SUPPLIED RECORDS:
------------------------------------------------------------------------

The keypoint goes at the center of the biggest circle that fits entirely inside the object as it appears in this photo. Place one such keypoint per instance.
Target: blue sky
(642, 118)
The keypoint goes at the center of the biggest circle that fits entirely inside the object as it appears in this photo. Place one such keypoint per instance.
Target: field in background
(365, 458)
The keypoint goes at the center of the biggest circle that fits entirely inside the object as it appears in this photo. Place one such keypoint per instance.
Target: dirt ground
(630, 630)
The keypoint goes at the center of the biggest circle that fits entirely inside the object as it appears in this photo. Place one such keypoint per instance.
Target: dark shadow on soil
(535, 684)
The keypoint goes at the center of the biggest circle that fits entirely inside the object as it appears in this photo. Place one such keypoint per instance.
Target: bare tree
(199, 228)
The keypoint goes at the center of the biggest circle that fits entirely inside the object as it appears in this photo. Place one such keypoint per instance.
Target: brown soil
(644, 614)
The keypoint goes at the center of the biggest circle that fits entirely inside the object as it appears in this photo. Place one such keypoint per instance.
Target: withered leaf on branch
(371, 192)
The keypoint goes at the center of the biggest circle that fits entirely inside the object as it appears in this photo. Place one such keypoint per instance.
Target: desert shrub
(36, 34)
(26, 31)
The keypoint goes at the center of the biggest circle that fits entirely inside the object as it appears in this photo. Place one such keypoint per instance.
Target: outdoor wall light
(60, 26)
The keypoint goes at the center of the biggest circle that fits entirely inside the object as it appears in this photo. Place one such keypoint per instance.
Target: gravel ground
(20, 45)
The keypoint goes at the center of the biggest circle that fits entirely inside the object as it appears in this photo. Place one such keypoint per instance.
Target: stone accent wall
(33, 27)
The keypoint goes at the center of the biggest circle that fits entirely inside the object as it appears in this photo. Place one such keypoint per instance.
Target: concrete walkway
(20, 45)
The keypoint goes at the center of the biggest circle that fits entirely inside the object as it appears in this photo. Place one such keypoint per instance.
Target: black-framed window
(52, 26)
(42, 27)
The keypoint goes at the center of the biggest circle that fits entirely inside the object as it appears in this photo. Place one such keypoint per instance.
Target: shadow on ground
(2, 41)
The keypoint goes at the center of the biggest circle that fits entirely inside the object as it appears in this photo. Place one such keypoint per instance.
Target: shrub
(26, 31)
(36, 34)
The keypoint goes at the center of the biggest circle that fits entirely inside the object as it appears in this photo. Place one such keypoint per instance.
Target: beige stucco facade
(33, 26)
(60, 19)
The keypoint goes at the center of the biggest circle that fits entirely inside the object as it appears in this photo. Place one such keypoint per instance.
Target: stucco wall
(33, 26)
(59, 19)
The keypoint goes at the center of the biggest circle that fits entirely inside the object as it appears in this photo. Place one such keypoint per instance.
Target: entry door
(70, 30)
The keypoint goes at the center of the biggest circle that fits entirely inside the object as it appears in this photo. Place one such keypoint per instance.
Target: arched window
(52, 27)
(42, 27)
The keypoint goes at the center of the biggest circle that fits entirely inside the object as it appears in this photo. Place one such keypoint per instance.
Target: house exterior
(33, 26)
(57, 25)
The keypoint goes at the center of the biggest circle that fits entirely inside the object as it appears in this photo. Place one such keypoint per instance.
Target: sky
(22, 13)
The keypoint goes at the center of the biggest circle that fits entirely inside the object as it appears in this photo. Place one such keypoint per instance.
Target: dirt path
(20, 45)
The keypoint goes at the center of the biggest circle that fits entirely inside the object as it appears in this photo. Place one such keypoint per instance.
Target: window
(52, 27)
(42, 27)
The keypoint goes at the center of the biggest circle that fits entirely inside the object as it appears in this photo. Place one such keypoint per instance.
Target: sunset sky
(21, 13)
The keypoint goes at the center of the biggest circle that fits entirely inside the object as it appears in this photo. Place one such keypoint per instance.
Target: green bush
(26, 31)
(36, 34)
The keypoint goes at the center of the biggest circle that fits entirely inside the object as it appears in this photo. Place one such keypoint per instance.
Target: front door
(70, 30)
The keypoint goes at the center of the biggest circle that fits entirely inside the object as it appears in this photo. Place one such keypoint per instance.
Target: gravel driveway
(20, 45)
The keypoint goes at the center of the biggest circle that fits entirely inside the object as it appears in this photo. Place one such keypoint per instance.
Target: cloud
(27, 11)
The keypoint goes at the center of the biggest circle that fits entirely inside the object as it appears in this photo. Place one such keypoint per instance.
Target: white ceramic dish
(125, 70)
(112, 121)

------------------------------------------------------------------------

How many lines in the items above contain the string "stucco"? Treat uppercase and lowercase as different, and give only the number.

2